*Extract to read*

Several of the attractions on this list are within greater New York City but are popular day-trip excursions, like Coney Island, Governors Island, and Rockaway Beach; they're ideal for a fun day of recreation and relaxation.
A few destinations on this list are considerably farther away and require a bit more effort to get there. Washington D.C. is over three hours away by train, but it has many impressive cultural attractions that merit the journey. Niagara Falls in Upstate New York is a seven-hour drive from New York City; however, it's possible to visit for the day by taking a flight and organized tour.
Learn about the best places to visit and things to do around the Big Apple with our list of the top day trips from New York City.
1. Washington, D.C.
Washington, D.C. is a city of epic proportions, in its architectural monuments, as well as cultural heritage. The first president of the United States, George Washington, commissioned French-born city planner Pierre Charles L'Enfant to develop the nation's capital in 1791. L'Enfant designed broad streets and avenues that recall the grand boulevards of Paris, the most elegant capital city of Europe at the time.
The government buildings of Washington, D.C. were designed in lavish Neoclassical style, revealing an architectural and cultural influence from ancient Greece and Rome where democracy first flourished.
Today tourists are inspired by the city's rich heritage, seen in its iconic landmarks, evocative memorials, and superb museums.

*Task 1*
Rewrite the stretch of entries from the one containing "Can you see the terracotta" through the last entry, replacing "palm tree" with "cypress tree" and leaving everything else unchanged.
The text and the entries were taken from separate sources.

*Supplied data*
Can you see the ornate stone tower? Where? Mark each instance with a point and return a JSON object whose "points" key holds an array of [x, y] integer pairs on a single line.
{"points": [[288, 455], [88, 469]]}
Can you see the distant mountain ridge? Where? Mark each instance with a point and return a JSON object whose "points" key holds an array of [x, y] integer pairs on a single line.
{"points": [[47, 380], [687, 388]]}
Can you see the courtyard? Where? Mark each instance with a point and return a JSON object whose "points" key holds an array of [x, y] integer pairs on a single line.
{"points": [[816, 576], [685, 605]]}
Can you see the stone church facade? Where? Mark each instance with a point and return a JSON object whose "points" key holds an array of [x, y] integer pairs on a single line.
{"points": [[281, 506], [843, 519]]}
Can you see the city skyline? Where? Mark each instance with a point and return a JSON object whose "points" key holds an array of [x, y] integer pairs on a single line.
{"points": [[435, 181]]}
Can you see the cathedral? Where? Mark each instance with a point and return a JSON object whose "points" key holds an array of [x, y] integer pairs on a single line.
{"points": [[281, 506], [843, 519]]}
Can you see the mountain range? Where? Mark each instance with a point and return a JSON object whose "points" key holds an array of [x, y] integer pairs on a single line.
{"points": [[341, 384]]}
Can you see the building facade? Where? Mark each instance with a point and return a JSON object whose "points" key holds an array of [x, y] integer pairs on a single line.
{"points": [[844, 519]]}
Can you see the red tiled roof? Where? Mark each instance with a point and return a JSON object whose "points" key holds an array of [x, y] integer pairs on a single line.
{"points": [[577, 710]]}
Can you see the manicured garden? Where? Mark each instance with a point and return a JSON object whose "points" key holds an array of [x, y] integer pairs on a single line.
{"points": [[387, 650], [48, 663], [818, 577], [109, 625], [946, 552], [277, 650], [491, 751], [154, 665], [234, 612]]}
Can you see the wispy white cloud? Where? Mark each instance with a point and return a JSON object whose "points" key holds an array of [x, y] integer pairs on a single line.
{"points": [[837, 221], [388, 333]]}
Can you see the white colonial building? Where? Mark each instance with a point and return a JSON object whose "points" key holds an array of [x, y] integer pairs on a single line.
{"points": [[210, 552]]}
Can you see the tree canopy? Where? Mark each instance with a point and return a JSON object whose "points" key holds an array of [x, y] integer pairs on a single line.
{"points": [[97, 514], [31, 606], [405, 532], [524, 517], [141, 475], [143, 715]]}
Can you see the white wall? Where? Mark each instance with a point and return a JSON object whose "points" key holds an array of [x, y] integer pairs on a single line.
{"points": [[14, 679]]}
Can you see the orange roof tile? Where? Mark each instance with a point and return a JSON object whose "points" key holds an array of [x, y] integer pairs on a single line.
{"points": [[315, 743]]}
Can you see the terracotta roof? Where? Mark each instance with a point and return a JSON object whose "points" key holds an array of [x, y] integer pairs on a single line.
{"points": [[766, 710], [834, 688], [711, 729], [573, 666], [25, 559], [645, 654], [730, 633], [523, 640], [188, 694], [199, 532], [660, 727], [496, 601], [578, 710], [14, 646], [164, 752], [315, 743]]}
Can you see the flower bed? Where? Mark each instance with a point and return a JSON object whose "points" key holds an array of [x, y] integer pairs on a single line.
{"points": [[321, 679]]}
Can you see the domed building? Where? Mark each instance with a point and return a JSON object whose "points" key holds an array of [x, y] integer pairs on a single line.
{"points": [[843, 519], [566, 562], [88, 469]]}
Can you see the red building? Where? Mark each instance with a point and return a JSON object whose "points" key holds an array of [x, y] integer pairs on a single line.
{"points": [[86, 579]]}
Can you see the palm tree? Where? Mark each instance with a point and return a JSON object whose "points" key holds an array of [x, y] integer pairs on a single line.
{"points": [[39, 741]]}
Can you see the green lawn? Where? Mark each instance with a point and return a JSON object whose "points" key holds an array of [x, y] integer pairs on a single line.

*Task 2*
Carry on the text about day trips from New York City, starting right after its final sentence.

*Exercise response 1*
Can you see the terracotta roof? Where? Mark each instance with a point and return a JSON object whose "points" key holds an array of [x, y] integer pairs on a single line.
{"points": [[766, 710], [834, 688], [711, 729], [573, 666], [25, 559], [645, 654], [730, 633], [523, 640], [188, 694], [199, 532], [660, 727], [496, 601], [578, 710], [14, 646], [164, 752], [315, 743]]}
Can you see the flower bed? Where? Mark each instance with a point and return a JSON object whose "points" key holds an array of [x, y] integer pairs on a single line.
{"points": [[321, 679]]}
Can you see the domed building? Where? Mark each instance with a point and return a JSON object whose "points" key holds an array of [x, y] integer pairs on a single line.
{"points": [[843, 519], [566, 562], [88, 469]]}
Can you see the red building? Where? Mark each instance with a point and return a JSON object whose "points" key holds an array of [x, y] integer pairs on a single line.
{"points": [[86, 579]]}
Can you see the cypress tree? Where? Mark each instance with a point and return a JSON object whose "points" key holds an array of [x, y] integer pairs on a single line.
{"points": [[39, 741]]}
Can you see the green lawn? Where? Mark each instance with a point and return a JSON object whose "points" key holds an array of [x, y] integer pairs on a single line.

*Exercise response 2*
Among the many tourist sites of Washington, D.C., two of the most emblematic are the magnificent domed Capitol building, seat of the House of Representatives and the Senate, and The White House, the U.S. President's official residence. Tours of the Capitol are available for individuals and groups (advanced reservations are recommended). Guided tours of The White House must be scheduled in advance.
To admire larger-than-life tributes to important U.S. Presidents, visitors should see the Jefferson Memorial and the beloved Lincoln Memorial on the National Mall, an expansive park space. In view from the Jefferson and Lincoln memorials is the Martin Luther King Jr. Memorial (unveiled in 2011) honoring the prominent leader of the 1960s Civil Rights Movement.
Art lovers and history buffs could spend days just touring the museums in Washington D.C. The Smithsonian Institution alone consists of 17 different museums, including the National Portrait Gallery, which exhibits portraits of the nation's most influential figures; the popular National Museum of American History; and the National Air and Space Museum, which chronicles the history of aviation and space travel.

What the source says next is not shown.